Extracted entries start
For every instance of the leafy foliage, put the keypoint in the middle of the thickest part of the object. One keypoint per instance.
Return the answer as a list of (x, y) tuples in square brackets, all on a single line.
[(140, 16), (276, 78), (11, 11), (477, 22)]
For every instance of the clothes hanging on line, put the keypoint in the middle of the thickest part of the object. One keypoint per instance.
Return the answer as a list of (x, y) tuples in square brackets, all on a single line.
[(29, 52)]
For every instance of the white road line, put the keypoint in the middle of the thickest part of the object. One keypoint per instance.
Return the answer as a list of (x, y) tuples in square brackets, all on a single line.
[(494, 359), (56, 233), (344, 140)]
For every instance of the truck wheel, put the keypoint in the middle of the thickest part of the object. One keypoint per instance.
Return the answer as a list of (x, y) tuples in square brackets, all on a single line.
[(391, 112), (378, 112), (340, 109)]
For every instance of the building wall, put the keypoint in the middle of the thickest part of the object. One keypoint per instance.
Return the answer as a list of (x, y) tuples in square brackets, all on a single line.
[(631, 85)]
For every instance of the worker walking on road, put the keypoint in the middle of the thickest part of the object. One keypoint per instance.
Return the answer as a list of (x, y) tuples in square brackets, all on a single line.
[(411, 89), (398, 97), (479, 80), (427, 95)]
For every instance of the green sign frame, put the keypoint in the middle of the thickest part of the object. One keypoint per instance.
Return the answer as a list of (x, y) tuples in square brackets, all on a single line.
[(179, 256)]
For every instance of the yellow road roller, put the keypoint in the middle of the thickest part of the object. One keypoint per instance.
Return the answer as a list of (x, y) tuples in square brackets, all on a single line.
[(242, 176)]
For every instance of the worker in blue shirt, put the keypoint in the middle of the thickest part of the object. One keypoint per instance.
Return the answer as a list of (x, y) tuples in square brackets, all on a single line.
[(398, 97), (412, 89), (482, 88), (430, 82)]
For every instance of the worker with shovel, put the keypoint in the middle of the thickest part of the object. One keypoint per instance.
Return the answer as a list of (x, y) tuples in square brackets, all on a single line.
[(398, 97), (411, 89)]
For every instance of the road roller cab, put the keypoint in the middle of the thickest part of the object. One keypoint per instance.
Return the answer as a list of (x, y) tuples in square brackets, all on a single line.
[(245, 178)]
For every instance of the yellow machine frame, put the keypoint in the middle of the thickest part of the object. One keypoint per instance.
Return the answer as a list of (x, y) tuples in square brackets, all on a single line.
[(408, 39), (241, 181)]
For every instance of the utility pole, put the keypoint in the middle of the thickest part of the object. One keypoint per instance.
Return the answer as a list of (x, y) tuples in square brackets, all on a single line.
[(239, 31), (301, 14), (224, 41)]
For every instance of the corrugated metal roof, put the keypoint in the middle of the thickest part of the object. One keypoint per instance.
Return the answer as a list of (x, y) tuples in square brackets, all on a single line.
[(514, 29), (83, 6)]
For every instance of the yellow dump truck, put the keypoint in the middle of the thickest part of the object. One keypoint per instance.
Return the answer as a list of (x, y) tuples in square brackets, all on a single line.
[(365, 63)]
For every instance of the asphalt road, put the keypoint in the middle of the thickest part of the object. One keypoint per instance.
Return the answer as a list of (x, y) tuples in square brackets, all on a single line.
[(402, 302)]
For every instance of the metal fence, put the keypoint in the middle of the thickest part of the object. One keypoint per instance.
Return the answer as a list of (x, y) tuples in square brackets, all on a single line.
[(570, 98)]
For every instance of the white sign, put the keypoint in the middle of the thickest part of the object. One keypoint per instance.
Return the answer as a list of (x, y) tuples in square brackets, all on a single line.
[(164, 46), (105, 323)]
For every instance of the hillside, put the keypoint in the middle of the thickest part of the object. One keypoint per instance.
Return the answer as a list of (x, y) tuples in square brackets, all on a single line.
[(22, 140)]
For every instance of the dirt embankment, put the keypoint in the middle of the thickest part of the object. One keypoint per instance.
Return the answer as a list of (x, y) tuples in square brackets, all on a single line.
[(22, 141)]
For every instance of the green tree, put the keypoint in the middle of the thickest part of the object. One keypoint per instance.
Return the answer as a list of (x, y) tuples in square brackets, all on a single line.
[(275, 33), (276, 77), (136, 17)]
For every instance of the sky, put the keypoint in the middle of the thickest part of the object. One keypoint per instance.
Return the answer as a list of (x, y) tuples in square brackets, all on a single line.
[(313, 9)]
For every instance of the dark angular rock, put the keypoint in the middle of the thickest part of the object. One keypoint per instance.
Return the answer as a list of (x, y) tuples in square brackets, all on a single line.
Extracted entries end
▸ **Written request**:
Switch every "thickest" in the rows above to "widest", and write all the rows out again with nothing else changed.

▸ **Worked answer**:
For every instance of the leafy foliage, put the keypoint in the middle of the widest part of the object. One keypoint per instance.
Return the answer as a list of (x, y) tuples in square brackets, all on a single line.
[(140, 16), (276, 78), (11, 11), (477, 22)]
For every instance of the clothes hanging on line, put the keypoint in the middle of the widest part of the object. One keypoint per instance.
Return the answer as a list of (x, y) tuples in square brackets, all on a single line.
[(29, 52)]
For every instance of the white road line, put the keypoint in the middle of the widest part of the object. One keypoint per instance.
Return the answer as a list of (x, y) tuples in square brackets, all on a single line.
[(494, 359), (56, 233), (344, 140)]
For every instance of the truck wheel, put the keypoint in the middle of the widest part of the object. One keypoint per instance.
Return the answer as a list of (x, y) tuples in square brackets, all on a single line.
[(391, 112), (378, 112), (340, 109)]
For every instance of the building wall, put the keypoint in the middle of the widest part of the object. One keypoint per instance.
Return the answer as a list of (x, y) tuples in square brackets, all on a single line.
[(631, 85)]
For every instance of the worker walking on road, put the keypoint in the middle of the widest part of the object. One keypoint per instance.
Return the answer as a list of (x, y) tuples in square brackets, all on a single line.
[(411, 89), (398, 97), (479, 80), (427, 95)]
For every instance of the green sign frame, put the keypoint in the middle of the widest part of the object. One keypoint per instance.
Return the answer as a list of (x, y) tuples in square brackets, all on a single line.
[(179, 256)]
For every instance of the yellow road roller, put the keypoint in the middle of the widest part of the object. One keypoint per instance.
Return the answer as a list of (x, y) tuples in square brackets, all on a single line.
[(242, 176)]
For every instance of the worker in blue shirt, put the keypoint in the middle of the widest part of the object. One keypoint per instance.
Return the answer as a list of (x, y) tuples in square brackets, all on a single line.
[(398, 97), (412, 89), (482, 88), (430, 82)]
For every instance of the worker with shovel, put the keypoint in the middle of the widest part of the object. One keypoint per instance.
Return the answer as a list of (x, y) tuples in square brackets, all on a single line.
[(398, 97), (411, 89)]
For every instance of the road roller cab, put the keypoint in the middle of the widest part of the object. One keypoint per instance.
Return the answer as a list of (x, y) tuples in square brackets, all on a single line.
[(245, 178)]
For every instance of the yellow machine frame, put the keypoint in the middle of the widest part of the object. One keypoint per instance.
Return the answer as a list of (x, y) tuples in square brackets, all on a single line.
[(408, 39), (241, 181)]
For every instance of the utility pole, put the keypoint in the middle of the widest part of the object. One keypoint per instance.
Return the answer as a list of (x, y) tuples in square brackets, all on a single line.
[(239, 31), (301, 14), (224, 41)]
For every instance of the corrugated metal roof, put the keypoint in the middle of the widest part of the object. One keypoint per instance.
Return the answer as a list of (x, y) tuples in square brackets, all on a single line.
[(514, 29), (83, 6)]
For every instance of the yellow dump truck, put the keypoint in the middle of the widest part of the object. One keypoint per instance.
Return the answer as a list of (x, y) tuples in square brackets, all on a single line.
[(365, 63)]
For every instance of the asphalt road, put the keypoint in the middle of the widest part of the object. One keypoint per instance.
Return the answer as a list of (x, y) tuples in square brackets, all on a single line.
[(402, 302)]
For every instance of the metal fence, put the keypoint in the middle of the widest part of the object. One keypoint per instance.
Return the answer as a list of (x, y) tuples in square brackets, all on a single line.
[(570, 98)]
For every instance of the white sign, put the keypoint in the middle of the widest part of the object. One keypoint per instance.
Return the answer as a list of (x, y) tuples in square brackets, all on a single line.
[(164, 46), (105, 323)]
For every instance of the hillside, put the keypoint in the middle of the widest part of the object. One keypoint per instance.
Return the answer as a list of (x, y) tuples in square brackets, all on a single line.
[(22, 140)]
For every instance of the dirt embankment, put the keypoint in the middle of the widest part of the object. One keypoint per instance.
Return the answer as a list of (x, y) tuples in square brackets, all on a single line.
[(22, 141)]
For every instance of the green tree, put the keypoint in the middle of the widest part of the object. One keypoint per instance.
Return the answer as a list of (x, y) tuples in square brackets, all on a single line.
[(275, 33), (276, 77), (136, 17)]
For every instance of the sky, put the keypoint in the middle of the widest part of the object. One keypoint per instance.
Return the answer as a list of (x, y) tuples in square brackets, all on a single line.
[(313, 9)]
For every instance of the dark angular rock, put the keypoint in the middle of the widest part of the object. One keypoint per instance.
Return the answer as a list of (x, y) tuples in square brackets, all on a single line.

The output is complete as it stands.